- Provided text
──────────

There's some spooky folks out there.
The "comedian" Carrot Top, baseball commissioner Bud Selig, daytime talk show hosts.
The topper, though, might be a group of people who have their muscles deadened in order to appear younger. This isn't a fairy tale, though.
No, these people are shunning Mary Kay and turning to botulism to make themselves look good.
That's right. Botulism, the bacteria that causes food poisoning and can lead to muscle paralysis, is being used to reduce the signs of aging.
Called Botox, the botulism bacteria that doubles as a biological weapon (which is one of its "benefits", according to the morbidly named Diseaseworld.com) is also being injected into the faces of millions as a wrinkle cure-all.
And according to the Wall Street Journal, a growing number of people in highly visible jobs -- such as sales people, lawyers and bankers -- are using Botox as a way to freeze a pleasant, worry-free expression on their otherwise brow-beaten faces.
How it works is a doctor injects Botox into the muscles in the face that create wrinkles. Those muscles shut down, leaving the face smooth and worry-free. Then the happy Botox recipient goes out into the world with his or her new placated mug and gives children nightmares for weeks, just like clowns do.
It's straight out of a horror movie: A salesman is trying to sell you a car. He seems nice at first, but his expression never changes, even when he tells you, with a hollow look, that to be able to afford such an automobile you'd have to give up a kidney or comparable body part. So you stab him in the foot with a pencil, and though he lets out a yell of agony, he keeps on smiling, his eyelids relaxed but eyes full of pain. You run screaming from the dealership. The salesman is sad that he lost a potential sale. He smiles as he weeps in his office. At least he still looks good.
Sure, a few years of wear and tear might be erased, but there are draw backs with Botox. The effects of it can last for up to six months, the eyelids may droop and those who are injected are no longer able to frown. Not able to frown? What happens when Christina Aguilera and 'N Sync put out new albums? What if Mariah Carey makes another movie?
And what if you and a group of your Botox-riddled friends went out for a walk? Villagers would hunt you down with pitch-forks and clubs and set you on fire, thinking some fancy zombies in Haggar slacks were trying to get into the local bar and grill.

──────────

Reproduce a passage from the piece about Botox word for word, beginning at the words "And according to" and stopping after "like clowns do.". Rely only on the piece about Botox for what comes next.

──────────

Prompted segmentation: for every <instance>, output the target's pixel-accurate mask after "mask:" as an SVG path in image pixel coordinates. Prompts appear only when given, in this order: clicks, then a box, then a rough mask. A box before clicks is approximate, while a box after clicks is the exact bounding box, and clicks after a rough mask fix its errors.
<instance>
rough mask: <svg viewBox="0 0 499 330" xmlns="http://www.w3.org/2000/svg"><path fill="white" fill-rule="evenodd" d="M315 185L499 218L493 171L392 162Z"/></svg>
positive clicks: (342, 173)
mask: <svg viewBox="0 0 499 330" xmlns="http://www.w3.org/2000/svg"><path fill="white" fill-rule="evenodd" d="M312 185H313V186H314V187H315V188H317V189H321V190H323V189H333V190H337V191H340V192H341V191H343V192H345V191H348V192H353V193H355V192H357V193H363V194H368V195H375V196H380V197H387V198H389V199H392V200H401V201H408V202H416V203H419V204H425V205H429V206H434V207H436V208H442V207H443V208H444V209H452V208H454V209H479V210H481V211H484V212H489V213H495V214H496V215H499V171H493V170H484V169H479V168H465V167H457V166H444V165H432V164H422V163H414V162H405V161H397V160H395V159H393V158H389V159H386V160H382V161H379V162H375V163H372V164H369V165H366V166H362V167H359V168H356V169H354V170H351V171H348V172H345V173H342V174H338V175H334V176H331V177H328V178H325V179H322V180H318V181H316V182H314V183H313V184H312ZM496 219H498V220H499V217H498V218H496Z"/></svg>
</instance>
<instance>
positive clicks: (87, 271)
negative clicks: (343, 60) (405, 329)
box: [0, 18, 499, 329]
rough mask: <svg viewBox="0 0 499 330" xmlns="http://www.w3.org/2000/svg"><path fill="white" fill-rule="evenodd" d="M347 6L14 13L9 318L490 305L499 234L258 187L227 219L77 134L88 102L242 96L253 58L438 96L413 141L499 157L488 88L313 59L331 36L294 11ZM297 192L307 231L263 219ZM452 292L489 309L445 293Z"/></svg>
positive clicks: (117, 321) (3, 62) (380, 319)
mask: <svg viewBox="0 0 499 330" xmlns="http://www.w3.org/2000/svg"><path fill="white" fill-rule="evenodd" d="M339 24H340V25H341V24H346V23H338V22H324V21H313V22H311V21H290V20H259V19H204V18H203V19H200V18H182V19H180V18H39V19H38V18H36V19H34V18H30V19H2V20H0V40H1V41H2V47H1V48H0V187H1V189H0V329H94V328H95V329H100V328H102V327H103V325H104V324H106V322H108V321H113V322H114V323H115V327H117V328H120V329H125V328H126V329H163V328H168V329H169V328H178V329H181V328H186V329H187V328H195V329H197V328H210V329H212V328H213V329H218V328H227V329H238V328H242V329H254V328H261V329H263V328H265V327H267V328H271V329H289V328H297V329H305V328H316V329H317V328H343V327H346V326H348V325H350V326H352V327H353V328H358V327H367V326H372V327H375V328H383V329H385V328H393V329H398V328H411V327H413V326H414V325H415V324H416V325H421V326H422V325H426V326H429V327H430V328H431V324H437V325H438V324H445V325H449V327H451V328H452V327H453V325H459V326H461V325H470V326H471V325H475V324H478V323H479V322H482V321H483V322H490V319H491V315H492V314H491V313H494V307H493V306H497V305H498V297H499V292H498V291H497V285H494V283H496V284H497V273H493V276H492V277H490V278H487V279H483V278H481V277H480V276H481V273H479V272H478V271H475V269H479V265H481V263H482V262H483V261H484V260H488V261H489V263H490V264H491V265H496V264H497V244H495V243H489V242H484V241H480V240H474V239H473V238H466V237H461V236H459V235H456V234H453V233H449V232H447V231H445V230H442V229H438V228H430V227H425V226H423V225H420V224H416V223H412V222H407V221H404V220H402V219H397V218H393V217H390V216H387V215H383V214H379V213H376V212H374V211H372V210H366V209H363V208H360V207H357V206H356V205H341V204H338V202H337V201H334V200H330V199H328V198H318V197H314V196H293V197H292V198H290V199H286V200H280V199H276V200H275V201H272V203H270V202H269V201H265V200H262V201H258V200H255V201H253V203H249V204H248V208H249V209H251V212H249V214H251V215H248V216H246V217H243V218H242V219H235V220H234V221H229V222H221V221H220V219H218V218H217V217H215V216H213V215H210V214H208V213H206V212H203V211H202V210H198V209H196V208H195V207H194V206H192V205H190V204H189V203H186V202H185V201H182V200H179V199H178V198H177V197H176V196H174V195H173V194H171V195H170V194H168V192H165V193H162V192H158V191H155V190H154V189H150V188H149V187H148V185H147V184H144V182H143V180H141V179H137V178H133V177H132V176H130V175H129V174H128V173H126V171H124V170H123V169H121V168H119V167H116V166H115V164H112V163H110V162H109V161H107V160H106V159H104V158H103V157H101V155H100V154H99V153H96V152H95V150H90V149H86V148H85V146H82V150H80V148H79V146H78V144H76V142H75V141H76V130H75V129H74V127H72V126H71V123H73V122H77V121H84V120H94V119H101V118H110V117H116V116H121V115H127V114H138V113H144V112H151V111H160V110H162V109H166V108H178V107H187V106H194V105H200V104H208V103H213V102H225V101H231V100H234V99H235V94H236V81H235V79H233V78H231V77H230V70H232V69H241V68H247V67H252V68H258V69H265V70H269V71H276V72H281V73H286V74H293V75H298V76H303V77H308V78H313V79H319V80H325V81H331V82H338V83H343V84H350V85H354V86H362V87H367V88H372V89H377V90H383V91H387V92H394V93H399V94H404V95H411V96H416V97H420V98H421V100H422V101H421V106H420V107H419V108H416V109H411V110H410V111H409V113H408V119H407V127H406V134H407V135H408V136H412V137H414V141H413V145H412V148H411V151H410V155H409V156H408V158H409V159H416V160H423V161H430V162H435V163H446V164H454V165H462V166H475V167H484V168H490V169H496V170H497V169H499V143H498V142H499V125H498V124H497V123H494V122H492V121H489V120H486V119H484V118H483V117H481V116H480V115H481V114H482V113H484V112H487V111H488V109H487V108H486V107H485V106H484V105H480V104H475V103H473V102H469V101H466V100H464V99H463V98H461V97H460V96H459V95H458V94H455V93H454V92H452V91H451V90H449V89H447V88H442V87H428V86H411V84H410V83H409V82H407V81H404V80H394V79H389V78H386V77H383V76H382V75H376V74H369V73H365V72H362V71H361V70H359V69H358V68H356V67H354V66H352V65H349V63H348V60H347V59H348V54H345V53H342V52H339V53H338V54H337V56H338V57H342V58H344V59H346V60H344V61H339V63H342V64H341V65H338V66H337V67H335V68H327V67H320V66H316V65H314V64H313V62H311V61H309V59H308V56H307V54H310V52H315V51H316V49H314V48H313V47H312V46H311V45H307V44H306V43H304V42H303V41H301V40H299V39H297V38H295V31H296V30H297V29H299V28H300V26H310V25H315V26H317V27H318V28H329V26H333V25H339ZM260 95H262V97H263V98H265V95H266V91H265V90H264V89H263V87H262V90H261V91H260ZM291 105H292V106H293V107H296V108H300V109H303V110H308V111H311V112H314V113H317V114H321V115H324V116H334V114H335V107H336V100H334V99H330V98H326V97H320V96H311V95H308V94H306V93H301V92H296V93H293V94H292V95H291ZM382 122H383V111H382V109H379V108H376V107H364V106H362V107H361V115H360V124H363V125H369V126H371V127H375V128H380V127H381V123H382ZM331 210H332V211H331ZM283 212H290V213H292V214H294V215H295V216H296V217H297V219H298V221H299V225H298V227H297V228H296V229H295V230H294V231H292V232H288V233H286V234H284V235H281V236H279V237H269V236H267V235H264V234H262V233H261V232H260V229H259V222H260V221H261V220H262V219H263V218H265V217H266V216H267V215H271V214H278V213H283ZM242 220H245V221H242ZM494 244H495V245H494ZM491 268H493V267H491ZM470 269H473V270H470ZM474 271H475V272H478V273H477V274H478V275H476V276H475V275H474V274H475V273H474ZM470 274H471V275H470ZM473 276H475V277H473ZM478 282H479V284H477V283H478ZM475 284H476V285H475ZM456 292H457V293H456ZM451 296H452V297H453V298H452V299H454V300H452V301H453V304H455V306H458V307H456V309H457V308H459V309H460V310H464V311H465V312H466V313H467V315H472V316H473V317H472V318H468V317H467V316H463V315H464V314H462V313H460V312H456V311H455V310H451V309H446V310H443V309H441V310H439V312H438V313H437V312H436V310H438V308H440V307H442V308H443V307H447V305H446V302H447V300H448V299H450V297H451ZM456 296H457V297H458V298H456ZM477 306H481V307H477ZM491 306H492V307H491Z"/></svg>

──────────

- Exercise response
And according to the Wall Street Journal, a growing number of people in highly visible jobs -- such as sales people, lawyers and bankers -- are using Botox as a way to freeze a pleasant, worry-free expression on their otherwise brow-beaten faces.
How it works is a doctor injects Botox into the muscles in the face that create wrinkles. Those muscles shut down, leaving the face smooth and worry-free. Then the happy Botox recipient goes out into the world with his or her new placated mug and gives children nightmares for weeks, just like clowns do.